→ **EXTRACTED MATERIAL**:
== Segment start ==

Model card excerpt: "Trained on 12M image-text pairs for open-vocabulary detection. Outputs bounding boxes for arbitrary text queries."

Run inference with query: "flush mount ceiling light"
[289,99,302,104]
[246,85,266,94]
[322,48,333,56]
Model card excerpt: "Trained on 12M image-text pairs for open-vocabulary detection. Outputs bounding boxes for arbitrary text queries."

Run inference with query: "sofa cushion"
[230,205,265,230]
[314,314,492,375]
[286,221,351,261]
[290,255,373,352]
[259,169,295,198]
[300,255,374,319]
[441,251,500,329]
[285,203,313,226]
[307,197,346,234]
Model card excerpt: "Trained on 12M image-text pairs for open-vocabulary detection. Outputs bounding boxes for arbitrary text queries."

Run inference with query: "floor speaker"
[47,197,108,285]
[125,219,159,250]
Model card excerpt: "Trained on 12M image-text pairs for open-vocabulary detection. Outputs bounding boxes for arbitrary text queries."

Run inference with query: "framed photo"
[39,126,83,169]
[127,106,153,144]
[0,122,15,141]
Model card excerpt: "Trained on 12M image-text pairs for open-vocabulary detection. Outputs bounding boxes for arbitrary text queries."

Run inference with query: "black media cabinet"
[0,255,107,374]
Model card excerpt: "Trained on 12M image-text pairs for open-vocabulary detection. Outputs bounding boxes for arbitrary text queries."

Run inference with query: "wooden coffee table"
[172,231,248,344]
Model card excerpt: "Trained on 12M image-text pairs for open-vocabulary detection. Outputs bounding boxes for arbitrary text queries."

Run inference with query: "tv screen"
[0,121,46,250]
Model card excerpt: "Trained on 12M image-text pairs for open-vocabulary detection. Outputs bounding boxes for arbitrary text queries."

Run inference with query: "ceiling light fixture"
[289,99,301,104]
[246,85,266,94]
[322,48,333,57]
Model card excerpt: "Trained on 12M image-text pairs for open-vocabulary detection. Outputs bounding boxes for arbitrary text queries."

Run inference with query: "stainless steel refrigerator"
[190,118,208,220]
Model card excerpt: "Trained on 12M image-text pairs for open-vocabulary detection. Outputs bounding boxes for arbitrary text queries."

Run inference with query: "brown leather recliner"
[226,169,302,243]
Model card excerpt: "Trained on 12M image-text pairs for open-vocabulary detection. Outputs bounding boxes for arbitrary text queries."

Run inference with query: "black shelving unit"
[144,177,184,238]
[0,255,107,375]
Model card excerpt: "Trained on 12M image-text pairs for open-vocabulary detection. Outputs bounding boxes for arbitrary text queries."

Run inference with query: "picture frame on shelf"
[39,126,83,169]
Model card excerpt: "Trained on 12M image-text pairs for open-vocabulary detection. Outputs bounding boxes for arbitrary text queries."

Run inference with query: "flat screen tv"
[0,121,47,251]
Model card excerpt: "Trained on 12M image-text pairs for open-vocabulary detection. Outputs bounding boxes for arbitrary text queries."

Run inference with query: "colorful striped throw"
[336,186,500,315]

== Segment end ==

→ **REQUIRED WORK**: Make an exact copy of all the entries above.

→ **ANSWER SPACE**:
Model card excerpt: "Trained on 12M image-text pairs for open-vocabulary detection. Outputs bounding boxes for arbitrary text queries."

Run inference with query: "flush mount ceiling light"
[289,99,302,104]
[246,85,266,94]
[322,48,333,56]
Model card excerpt: "Trained on 12M image-text pairs for open-vocabulary detection. Outputs bounding boxes for arbitrary text queries."

Run inference with query: "sofa cushion"
[230,205,265,230]
[314,314,492,375]
[286,221,351,261]
[290,255,373,352]
[259,169,295,198]
[300,255,374,319]
[441,251,500,329]
[285,203,313,226]
[307,197,346,234]
Model card excerpt: "Trained on 12M image-text pairs for open-vocabulary detection. Outputs bounding boxes for arbitrary text queries."

Run inference with query: "floor speaker"
[47,197,108,285]
[125,219,159,250]
Model card excerpt: "Trained on 12M image-text pairs for open-vocabulary detection. Outputs bounding boxes for arbitrary text queries."

Run inference with query: "framed photo"
[39,126,83,169]
[127,106,153,144]
[0,122,15,141]
Model card excerpt: "Trained on 12M image-text pairs for open-vocabulary detection. Outputs bounding boxes for arbitrary text queries."

Run inference with query: "black media cabinet"
[0,255,107,374]
Model card excerpt: "Trained on 12M image-text pairs for open-vocabulary detection. Outputs bounding boxes for arbitrary text queries."

Run inference with query: "wooden coffee table"
[172,231,248,344]
Model card excerpt: "Trained on 12M image-text pairs for open-vocabulary detection. Outputs bounding boxes for arbitrary text queries."

Run inference with query: "tv screen"
[0,121,46,250]
Model card excerpt: "Trained on 12M image-text pairs for open-vocabulary detection. Outputs bounding boxes for arbitrary text queries."

Run inference with query: "ceiling light fixture"
[289,99,301,104]
[246,85,266,94]
[322,48,333,57]
Model card excerpt: "Trained on 12M image-text pairs for open-vocabulary detection. Outputs bounding boxes for arbitrary text queries."

Run inference with query: "stainless steel refrigerator"
[190,118,208,220]
Model card excerpt: "Trained on 12M image-text pairs for open-vocabulary detection. Outputs bounding boxes for arbitrary text queries."

Run inference with query: "brown leather recliner"
[226,169,302,243]
Model card excerpt: "Trained on 12M image-text pairs for open-vocabulary detection. Outputs bounding boxes for arbitrary text queries."

Run inference with query: "black shelving unit"
[144,177,184,238]
[0,255,107,375]
Model card excerpt: "Trained on 12M image-text pairs for open-vocabulary detection. Outputs bounding boxes for arbitrary text queries."

Run inference with query: "picture frame on shelf"
[39,126,83,169]
Model card excerpt: "Trained on 12M image-text pairs for open-vocabulary detection. Outputs bounding boxes for arbitrary text queries."

Run inference with query: "flat screen tv"
[0,121,47,251]
Model card excerpt: "Trained on 12M image-text pairs for open-vocabulary detection. Outputs bounding boxes for arbitrary text queries."

Run inference with query: "colorful striped throw"
[336,186,500,315]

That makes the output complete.